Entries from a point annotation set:
....
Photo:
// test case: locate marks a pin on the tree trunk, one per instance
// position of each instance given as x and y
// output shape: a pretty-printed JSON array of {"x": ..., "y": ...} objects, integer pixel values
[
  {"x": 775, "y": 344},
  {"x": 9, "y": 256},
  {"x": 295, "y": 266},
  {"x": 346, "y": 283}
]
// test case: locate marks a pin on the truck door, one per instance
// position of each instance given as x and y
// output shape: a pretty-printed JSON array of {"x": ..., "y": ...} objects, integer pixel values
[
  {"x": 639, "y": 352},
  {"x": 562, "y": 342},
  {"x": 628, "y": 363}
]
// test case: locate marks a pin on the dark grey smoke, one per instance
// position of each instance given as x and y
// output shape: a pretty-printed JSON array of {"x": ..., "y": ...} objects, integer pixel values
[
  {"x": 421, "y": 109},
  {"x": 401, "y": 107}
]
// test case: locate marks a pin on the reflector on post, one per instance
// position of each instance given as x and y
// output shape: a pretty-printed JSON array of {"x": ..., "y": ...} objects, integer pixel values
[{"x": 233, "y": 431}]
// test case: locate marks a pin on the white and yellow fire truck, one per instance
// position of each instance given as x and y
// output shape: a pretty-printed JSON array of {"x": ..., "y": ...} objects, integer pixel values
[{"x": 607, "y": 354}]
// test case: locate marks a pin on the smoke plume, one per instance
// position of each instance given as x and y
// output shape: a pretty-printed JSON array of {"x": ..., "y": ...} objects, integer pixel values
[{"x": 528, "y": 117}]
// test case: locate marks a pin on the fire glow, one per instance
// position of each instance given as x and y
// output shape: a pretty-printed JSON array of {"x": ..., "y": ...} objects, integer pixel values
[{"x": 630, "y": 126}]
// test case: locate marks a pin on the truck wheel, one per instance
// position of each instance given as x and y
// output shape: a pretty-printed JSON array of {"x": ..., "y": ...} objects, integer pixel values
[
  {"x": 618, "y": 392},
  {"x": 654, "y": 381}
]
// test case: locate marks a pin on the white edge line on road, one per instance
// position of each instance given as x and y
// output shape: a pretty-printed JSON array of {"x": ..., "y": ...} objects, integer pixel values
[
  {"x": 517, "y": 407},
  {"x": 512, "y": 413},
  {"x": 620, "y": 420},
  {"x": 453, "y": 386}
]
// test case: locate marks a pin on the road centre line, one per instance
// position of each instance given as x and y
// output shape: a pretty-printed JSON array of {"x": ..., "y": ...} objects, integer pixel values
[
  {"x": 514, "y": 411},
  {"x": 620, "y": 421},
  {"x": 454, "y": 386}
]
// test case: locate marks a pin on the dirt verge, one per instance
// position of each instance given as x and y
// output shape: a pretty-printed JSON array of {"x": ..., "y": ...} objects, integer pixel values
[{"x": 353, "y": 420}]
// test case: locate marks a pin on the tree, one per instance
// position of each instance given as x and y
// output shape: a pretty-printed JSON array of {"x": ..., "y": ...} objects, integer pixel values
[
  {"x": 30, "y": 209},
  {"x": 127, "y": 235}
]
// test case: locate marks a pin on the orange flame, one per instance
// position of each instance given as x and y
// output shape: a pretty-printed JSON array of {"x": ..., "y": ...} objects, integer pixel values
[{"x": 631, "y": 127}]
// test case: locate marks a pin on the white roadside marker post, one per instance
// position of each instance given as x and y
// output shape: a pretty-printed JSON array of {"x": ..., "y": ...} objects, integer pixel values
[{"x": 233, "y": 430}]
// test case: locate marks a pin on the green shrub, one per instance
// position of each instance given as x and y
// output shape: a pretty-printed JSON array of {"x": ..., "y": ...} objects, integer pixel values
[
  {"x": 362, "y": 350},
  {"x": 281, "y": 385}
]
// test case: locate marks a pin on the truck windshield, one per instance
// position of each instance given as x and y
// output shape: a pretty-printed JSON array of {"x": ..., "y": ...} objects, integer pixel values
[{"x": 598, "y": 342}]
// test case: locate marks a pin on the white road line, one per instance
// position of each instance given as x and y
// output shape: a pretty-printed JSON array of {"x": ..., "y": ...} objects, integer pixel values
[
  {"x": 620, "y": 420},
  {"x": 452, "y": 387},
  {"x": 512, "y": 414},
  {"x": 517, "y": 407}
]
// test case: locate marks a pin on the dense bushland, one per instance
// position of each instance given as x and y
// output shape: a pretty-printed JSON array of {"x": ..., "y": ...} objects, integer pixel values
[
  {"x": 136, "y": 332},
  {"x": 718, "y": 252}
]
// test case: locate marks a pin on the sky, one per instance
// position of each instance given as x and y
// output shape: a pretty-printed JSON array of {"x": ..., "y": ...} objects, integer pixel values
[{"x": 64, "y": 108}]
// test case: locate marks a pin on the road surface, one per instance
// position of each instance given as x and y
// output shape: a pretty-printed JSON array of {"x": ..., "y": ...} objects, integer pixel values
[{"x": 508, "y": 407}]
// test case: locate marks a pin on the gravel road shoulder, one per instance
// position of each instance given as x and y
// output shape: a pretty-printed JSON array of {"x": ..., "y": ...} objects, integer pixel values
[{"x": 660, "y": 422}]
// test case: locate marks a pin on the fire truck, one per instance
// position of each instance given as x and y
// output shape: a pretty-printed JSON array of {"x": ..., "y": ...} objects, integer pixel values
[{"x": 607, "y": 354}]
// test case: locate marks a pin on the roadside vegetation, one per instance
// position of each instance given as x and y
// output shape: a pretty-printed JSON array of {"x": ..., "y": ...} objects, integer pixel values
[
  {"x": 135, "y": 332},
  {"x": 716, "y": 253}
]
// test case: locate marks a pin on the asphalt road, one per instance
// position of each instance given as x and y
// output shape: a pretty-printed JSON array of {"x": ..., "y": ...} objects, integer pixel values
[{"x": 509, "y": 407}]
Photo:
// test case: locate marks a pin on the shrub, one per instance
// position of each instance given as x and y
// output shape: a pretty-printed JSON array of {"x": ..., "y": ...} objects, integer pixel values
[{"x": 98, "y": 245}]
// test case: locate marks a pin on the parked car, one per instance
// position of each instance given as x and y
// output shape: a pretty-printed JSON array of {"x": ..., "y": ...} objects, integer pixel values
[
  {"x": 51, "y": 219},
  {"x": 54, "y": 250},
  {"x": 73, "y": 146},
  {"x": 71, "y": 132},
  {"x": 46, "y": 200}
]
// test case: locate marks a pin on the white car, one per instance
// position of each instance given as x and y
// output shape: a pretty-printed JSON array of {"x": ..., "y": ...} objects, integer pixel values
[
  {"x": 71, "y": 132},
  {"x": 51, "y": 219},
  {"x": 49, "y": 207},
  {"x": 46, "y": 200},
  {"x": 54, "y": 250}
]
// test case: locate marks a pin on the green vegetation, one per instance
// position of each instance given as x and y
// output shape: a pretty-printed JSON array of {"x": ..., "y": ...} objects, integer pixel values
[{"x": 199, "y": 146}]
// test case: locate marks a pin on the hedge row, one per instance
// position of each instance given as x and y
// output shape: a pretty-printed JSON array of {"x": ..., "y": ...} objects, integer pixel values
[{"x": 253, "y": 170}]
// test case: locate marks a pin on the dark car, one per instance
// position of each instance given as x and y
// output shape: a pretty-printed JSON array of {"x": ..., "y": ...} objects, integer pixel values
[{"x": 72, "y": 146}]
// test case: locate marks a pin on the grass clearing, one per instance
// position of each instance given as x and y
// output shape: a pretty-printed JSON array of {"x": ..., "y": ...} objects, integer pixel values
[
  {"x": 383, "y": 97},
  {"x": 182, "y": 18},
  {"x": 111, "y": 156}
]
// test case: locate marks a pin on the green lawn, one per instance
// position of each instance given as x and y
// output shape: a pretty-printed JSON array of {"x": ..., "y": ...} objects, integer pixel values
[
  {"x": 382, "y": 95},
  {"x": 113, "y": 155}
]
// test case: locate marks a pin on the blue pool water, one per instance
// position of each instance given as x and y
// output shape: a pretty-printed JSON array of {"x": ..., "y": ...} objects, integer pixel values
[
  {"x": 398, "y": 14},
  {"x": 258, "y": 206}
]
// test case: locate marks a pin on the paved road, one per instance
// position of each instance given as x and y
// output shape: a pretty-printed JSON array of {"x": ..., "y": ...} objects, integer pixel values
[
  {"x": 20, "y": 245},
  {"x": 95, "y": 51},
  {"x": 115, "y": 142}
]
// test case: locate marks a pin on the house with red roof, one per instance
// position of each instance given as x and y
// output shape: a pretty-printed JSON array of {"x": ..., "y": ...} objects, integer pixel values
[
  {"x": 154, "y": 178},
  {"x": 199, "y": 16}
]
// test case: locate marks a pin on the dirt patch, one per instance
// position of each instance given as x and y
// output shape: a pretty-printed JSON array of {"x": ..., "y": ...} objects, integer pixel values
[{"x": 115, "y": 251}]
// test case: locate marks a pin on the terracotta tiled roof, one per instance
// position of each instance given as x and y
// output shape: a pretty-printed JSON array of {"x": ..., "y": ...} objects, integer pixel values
....
Rewrite the rows from the line containing "lawn, one per instance" through the end of the rows, replacing "pretty-printed" with "indented" and leaving everything else as it is.

> **Correct answer**:
// test case: locate marks a pin on the green lawn, one per instance
// position of each instance given as x and y
// output shape: a indented JSON array of {"x": ..., "y": ...} objects, integer pixel values
[
  {"x": 382, "y": 95},
  {"x": 113, "y": 155}
]
// test case: locate marks a pin on the blue pool water, one per instance
// position of each instance given as x and y
// output shape: a indented JSON array of {"x": ..., "y": ...} objects, integer pixel values
[
  {"x": 398, "y": 14},
  {"x": 258, "y": 206}
]
// test case: locate marks a pin on the paved road, one per instance
// position of each instance given as x and y
// output shape: a indented JSON array of {"x": ..., "y": ...} objects, integer pixel values
[
  {"x": 20, "y": 245},
  {"x": 95, "y": 51},
  {"x": 115, "y": 142}
]
// test case: locate marks a pin on the house with red roof, one per instance
// position of each instance given as x and y
// output shape: a indented JSON array of {"x": ..., "y": ...} objects, integer pixel values
[
  {"x": 154, "y": 178},
  {"x": 199, "y": 16}
]
// test case: locate marks a pin on the dirt patch, one per instance
// position of each instance given as x and y
// output shape: a indented JSON array of {"x": ..., "y": ...} objects, integer pixel values
[{"x": 115, "y": 251}]
// test case: locate marks a pin on the terracotta tiled roof, one per instance
// position of each instance given as x and y
// output shape: a indented JSON array of {"x": ..., "y": ...} objects, integer pixel values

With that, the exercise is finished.